Lines outside the range are not wanted. Give again exactly the lines between the line holding "Target: house wall" and the line holding "0, row 182.", inclusive, from the listing below.

GIVEN INFORMATION below:

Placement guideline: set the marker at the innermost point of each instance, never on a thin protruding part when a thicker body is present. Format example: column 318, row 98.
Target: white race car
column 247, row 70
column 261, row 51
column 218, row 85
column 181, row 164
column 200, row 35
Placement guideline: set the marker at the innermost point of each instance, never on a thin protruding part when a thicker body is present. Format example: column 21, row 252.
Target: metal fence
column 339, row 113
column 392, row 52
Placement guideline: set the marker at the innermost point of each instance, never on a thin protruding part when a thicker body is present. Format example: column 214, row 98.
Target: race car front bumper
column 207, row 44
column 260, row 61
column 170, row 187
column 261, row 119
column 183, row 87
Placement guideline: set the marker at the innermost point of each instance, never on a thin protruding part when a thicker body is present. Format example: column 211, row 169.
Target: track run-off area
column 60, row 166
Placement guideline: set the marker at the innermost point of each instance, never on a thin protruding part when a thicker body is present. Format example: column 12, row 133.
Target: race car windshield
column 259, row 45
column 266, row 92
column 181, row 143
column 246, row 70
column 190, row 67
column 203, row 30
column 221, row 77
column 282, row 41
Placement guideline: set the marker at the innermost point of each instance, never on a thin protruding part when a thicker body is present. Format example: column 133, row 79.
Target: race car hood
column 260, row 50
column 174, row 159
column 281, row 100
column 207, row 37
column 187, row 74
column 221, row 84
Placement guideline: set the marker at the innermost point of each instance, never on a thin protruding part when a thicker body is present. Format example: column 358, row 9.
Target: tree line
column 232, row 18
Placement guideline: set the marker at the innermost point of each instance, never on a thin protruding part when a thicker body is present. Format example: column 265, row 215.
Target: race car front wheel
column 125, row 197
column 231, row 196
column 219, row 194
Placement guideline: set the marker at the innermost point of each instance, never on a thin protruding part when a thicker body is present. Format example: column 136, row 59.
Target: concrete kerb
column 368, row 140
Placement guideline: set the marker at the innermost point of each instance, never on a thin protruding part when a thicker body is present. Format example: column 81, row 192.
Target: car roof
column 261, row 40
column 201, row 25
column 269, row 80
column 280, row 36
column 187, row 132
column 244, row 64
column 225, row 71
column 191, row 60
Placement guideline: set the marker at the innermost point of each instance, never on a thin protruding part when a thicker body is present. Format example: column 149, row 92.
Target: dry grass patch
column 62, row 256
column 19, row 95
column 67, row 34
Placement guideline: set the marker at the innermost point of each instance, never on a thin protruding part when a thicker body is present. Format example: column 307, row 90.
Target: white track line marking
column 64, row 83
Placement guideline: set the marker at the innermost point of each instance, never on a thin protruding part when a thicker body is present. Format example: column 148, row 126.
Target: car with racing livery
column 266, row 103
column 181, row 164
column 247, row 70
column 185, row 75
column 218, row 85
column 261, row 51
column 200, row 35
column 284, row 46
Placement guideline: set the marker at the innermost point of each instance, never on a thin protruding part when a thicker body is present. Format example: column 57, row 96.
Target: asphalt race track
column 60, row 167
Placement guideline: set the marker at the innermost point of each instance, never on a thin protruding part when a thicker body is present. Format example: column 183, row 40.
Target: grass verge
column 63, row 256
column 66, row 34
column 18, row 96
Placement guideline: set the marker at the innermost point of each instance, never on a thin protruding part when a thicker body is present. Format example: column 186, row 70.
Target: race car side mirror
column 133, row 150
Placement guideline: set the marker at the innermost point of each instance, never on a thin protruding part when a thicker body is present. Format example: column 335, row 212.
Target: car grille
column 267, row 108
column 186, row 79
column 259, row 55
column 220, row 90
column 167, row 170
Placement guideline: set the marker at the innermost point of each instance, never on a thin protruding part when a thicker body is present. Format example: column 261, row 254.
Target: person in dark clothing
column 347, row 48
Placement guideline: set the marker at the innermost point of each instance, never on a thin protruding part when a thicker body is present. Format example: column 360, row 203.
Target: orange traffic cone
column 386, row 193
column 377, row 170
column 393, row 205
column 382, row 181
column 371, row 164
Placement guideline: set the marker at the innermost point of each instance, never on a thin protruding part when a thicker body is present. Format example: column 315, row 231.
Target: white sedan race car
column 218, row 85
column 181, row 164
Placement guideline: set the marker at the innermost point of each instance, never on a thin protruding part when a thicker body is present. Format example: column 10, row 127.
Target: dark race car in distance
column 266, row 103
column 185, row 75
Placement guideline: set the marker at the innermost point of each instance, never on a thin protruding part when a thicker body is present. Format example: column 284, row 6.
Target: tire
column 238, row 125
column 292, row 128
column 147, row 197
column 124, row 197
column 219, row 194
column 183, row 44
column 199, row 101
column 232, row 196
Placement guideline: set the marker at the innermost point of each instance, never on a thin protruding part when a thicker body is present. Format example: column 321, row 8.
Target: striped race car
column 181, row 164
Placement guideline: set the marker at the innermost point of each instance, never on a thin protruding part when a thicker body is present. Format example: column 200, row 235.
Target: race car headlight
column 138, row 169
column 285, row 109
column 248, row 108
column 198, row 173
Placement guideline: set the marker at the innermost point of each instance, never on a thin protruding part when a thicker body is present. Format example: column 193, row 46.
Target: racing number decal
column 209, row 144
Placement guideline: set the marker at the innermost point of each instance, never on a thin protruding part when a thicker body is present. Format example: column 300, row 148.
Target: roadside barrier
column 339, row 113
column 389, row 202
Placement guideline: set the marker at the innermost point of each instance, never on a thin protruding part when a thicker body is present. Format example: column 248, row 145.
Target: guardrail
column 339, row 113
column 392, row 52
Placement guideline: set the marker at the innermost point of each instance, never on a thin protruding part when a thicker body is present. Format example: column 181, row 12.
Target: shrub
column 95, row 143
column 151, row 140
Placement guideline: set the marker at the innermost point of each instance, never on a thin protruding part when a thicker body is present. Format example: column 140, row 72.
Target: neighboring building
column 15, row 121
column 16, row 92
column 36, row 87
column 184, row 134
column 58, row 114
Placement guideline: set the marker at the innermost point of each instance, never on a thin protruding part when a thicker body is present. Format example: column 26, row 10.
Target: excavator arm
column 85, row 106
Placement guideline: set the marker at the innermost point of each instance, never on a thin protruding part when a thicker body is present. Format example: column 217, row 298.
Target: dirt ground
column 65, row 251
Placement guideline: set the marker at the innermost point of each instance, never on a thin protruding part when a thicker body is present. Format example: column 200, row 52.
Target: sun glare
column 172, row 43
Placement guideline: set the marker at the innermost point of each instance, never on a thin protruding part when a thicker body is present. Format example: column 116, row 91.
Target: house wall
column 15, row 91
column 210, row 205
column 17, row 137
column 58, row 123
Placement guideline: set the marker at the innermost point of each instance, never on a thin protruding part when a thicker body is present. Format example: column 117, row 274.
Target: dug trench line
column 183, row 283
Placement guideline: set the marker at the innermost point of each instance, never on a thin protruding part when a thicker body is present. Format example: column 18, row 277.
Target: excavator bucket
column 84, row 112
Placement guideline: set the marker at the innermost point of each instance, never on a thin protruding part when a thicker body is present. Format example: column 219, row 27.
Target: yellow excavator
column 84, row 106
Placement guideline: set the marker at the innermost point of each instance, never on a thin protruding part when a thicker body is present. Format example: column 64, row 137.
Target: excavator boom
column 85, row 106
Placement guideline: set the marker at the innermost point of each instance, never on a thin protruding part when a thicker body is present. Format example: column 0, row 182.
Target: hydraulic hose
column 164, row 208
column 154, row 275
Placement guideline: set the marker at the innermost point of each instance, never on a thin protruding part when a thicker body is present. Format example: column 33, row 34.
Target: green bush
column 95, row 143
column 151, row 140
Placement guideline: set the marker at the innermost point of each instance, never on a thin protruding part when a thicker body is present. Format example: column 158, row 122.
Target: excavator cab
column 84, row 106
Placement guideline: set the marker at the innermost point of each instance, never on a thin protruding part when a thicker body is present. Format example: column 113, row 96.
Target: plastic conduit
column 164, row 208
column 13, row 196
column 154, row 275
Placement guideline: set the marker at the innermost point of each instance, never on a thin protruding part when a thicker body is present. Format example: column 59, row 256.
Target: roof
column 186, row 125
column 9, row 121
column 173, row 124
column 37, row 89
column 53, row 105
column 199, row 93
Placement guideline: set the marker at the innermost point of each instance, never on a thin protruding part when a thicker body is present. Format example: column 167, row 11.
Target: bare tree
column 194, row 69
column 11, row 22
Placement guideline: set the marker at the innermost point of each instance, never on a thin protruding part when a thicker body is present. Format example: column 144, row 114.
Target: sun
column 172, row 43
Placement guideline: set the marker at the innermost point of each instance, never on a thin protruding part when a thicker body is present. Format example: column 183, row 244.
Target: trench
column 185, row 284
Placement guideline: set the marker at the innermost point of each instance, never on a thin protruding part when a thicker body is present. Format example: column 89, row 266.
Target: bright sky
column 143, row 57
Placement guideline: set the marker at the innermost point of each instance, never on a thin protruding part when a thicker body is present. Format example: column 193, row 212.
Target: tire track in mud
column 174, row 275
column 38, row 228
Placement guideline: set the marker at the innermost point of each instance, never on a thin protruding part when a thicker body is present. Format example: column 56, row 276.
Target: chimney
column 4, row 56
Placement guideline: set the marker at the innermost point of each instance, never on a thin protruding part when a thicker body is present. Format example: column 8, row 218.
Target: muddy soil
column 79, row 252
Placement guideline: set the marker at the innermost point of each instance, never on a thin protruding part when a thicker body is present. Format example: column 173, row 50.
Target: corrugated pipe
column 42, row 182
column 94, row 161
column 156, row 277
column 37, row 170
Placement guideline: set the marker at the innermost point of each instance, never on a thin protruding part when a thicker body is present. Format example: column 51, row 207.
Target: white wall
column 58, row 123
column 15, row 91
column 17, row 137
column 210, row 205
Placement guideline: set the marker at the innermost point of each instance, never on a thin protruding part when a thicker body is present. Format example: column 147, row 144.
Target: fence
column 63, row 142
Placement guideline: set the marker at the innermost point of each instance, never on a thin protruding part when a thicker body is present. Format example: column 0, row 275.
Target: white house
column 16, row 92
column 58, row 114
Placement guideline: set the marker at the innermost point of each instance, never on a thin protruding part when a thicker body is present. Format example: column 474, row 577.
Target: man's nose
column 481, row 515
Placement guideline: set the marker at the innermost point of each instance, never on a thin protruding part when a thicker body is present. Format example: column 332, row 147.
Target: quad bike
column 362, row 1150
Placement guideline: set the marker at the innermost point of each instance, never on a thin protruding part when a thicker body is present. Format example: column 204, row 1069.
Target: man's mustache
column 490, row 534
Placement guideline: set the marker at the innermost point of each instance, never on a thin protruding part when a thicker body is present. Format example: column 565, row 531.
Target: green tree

End of GIVEN INFORMATION.

| RESPONSE BOX |
Target: house wall
column 15, row 91
column 210, row 205
column 17, row 137
column 58, row 123
Placement guideline: set the marker at the innermost point of each instance, never on a thin protruding part when a thicker body is present. Format example: column 117, row 274.
Target: dug trench line
column 183, row 283
Placement guideline: set the marker at the innermost point of each instance, never on a thin protruding part when a thicker body is present. Format example: column 18, row 277.
Target: excavator bucket
column 84, row 112
Placement guideline: set the marker at the innermost point of each instance, never on a thin protruding part when a thicker body is present. Format example: column 219, row 27.
Target: yellow excavator
column 84, row 106
Placement guideline: set the marker at the innermost point of each instance, never on a thin protruding part when a thicker body is present. Format example: column 64, row 137.
Target: excavator boom
column 85, row 106
Placement guideline: set the marker at the innermost point of each instance, never on a thin protruding part when a thicker body is present. Format example: column 0, row 182.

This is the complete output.